超音波マーカーの検査・コンバインド検査

超音波マーカーの検査・コンバインド検査とはどんな検査ですか?

超音波マーカーの検査・コンバインド検査とはどんな検査ですか?

妊娠11~13週に超音波検査をおこない、ダウン症、18トリソミー、13トリソミーがある可能性の高さを調べる検査です。全身を見る胎児超音波検査の一部もしくは追加として行われることもあります。

超音波検査だけではなく、血液検査を組み合わせるとより高い精度の「コンバインド検査」となります。血液検査は、母体血清マーカー検査とは異なるコンバインド検査専用の血液検査です。コンバインド検査は、「オスカー検査」と呼ばれることもあります。

超音波検査は、病気があるときに変化が出やすい「マーカー」とされる場所を計測します。もっともよく使われているのは「NT」と呼ばれる首の後ろのむくみで、ほかにも「鼻骨の有無」「三尖弁(心臓の弁)」などいくつかのマーカーを合わせて調べることもあります。見るマーカーの数が多いほど精度が上がります。マーカーの正しい計測には訓練を要し、検査者の国際的な認定制度があります。

超音波検査でマーカーを見るだけなら結果が即日出ることが多いですが、コンバインド検査になると採血から検査結果を受け取るまでの日数は即日~2週間程度とさまざまです。料金は、5千円~5万円程度と幅があります。胎児超音波検査のオプションとして実施されることもあり、料金体系も施設によってさまざまです。

対象となる病気

ダウン症(21トリソミー)、18トリソミー、13トリソミーの3つの病気がある可能性を調べます。病気の症状の出方は、超音波検査で手がかりが得られることもあります。

判定の出方と、確からしさ

コンバインド検査の結果は病気ごとに、二通りの方法で示されます。


【1】分数で示す
たとえば1/256、1/8のように分数で示されます。1/256とされた人が256人いたらそのうちのひとりにその病気があり、255人にはありません。最高に大きな値は1/2で、1はありません。ゼロという結果が出ることもありません。

**作業項目 1**
課題文の中で、超音波検査のマーカーとして名前が挙がっているものをすべて挙げなさい。
**作業項目 2**
課題文のうち、「ダウン症(21トリソミー)、」から「結果が出ることもありません。」までの部分をそのまま書き写しなさい。

**検討用データ**
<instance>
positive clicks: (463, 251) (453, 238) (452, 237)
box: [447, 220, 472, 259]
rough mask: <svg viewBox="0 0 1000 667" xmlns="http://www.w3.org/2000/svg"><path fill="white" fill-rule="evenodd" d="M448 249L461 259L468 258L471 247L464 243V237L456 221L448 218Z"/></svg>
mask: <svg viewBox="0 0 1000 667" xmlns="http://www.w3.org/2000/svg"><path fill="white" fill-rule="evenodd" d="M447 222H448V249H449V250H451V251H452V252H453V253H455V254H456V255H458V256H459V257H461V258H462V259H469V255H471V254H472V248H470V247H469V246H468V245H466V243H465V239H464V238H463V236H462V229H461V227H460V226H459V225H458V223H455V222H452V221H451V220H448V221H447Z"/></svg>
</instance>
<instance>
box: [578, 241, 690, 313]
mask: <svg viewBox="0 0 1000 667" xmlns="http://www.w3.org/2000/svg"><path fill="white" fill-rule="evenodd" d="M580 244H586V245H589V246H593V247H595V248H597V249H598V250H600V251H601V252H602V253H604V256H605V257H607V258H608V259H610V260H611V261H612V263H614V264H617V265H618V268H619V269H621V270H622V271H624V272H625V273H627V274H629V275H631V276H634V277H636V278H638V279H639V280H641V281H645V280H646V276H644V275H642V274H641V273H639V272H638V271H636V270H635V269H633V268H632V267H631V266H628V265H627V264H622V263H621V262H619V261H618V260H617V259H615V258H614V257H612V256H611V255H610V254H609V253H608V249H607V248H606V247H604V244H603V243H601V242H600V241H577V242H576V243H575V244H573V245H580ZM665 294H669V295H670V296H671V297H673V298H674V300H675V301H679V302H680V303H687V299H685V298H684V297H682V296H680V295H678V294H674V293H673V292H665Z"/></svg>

...

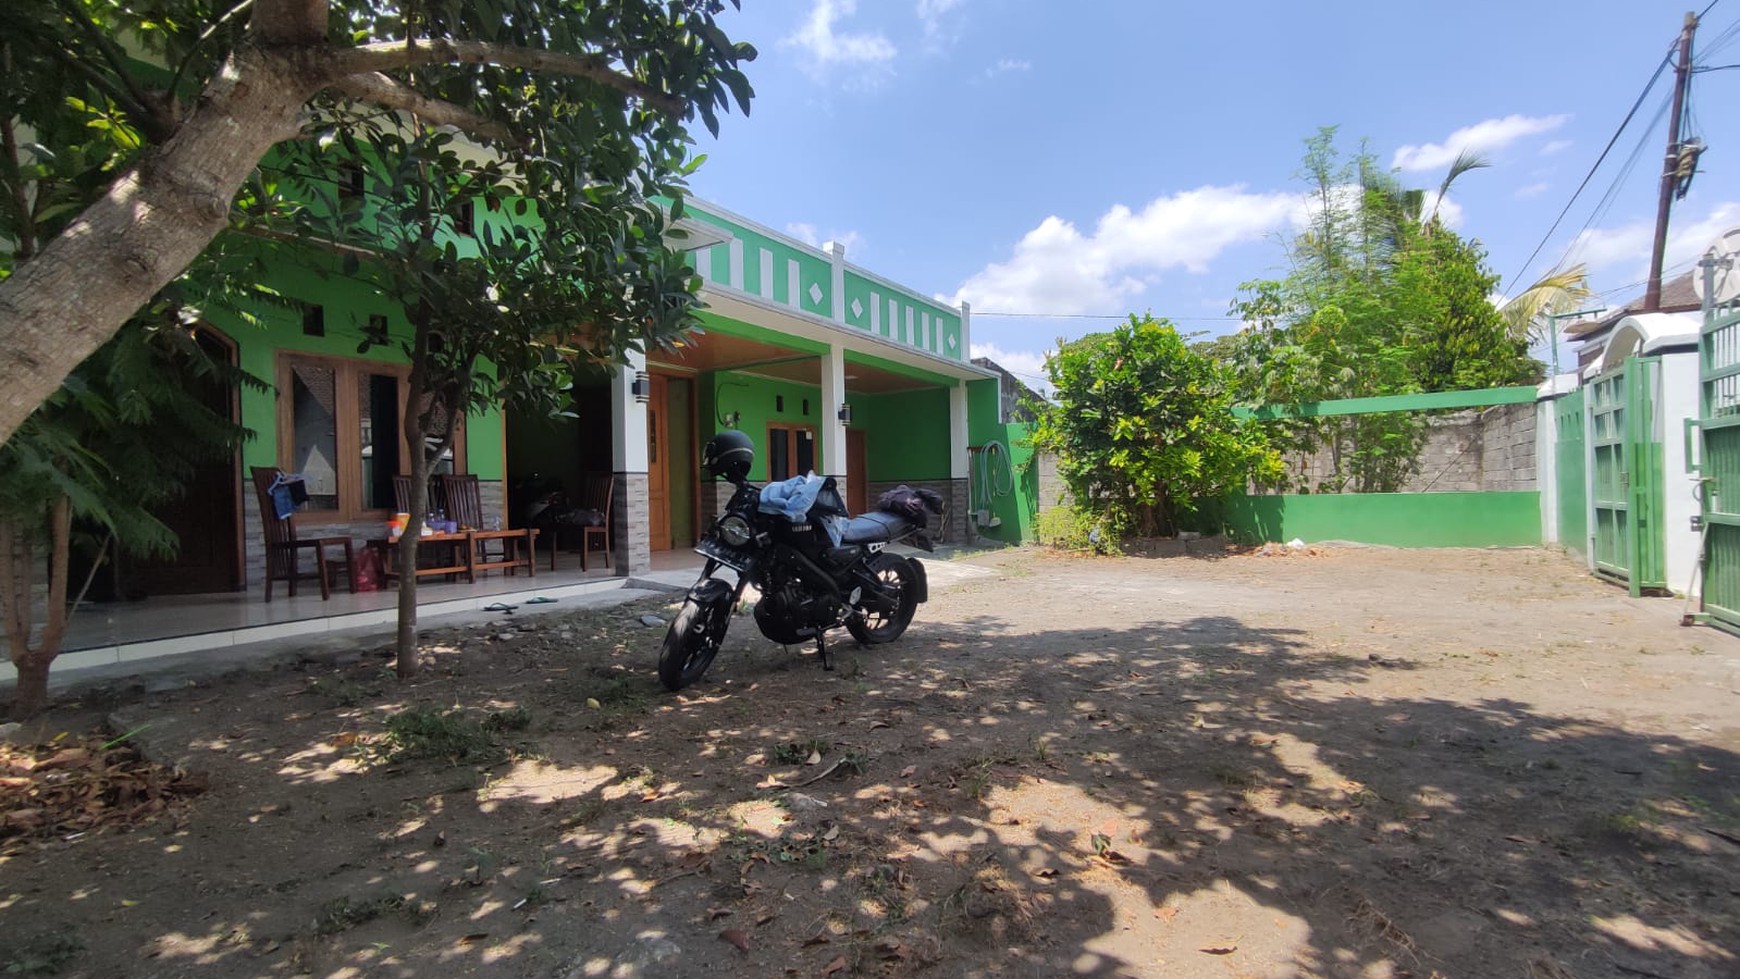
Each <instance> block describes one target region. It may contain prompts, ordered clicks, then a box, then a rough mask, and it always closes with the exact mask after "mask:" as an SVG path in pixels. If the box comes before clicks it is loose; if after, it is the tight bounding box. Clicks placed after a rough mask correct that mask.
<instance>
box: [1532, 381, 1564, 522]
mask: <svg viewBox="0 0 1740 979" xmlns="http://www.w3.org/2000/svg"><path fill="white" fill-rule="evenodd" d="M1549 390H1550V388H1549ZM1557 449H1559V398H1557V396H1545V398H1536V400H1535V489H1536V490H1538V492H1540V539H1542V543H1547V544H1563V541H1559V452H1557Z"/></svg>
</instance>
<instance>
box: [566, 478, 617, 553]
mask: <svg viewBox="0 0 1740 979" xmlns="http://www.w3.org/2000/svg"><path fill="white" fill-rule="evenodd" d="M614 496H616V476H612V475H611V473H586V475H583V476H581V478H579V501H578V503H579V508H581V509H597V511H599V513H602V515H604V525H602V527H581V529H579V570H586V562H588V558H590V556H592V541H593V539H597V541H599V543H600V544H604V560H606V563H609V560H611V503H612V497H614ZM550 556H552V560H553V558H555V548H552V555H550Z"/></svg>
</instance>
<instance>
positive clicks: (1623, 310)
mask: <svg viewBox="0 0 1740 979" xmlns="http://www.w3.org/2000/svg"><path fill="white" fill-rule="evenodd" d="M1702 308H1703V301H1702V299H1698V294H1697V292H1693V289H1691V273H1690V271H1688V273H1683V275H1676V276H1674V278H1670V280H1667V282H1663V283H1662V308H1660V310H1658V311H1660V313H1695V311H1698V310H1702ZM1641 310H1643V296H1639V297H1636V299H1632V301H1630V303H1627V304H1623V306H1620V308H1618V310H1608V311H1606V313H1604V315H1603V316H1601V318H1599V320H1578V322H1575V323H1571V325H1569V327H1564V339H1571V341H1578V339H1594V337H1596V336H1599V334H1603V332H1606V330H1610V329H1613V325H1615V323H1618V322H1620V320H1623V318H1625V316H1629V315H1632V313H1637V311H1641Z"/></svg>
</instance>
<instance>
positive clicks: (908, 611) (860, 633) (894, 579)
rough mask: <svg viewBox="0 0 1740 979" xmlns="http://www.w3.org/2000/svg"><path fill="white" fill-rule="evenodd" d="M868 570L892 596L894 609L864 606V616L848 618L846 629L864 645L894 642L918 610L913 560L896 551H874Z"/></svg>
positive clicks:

**解答欄 1**
NT(首の後ろのむくみ)、鼻骨の有無、三尖弁(心臓の弁)

**解答欄 2**
ダウン症(21トリソミー)、18トリソミー、13トリソミーの3つの病気がある可能性を調べます。病気の症状の出方は、超音波検査で手がかりが得られることもあります。

判定の出方と、確からしさ

コンバインド検査の結果は病気ごとに、二通りの方法で示されます。


【1】分数で示す
たとえば1/256、1/8のように分数で示されます。1/256とされた人が256人いたらそのうちのひとりにその病気があり、255人にはありません。最高に大きな値は1/2で、1はありません。ゼロという結果が出ることもありません。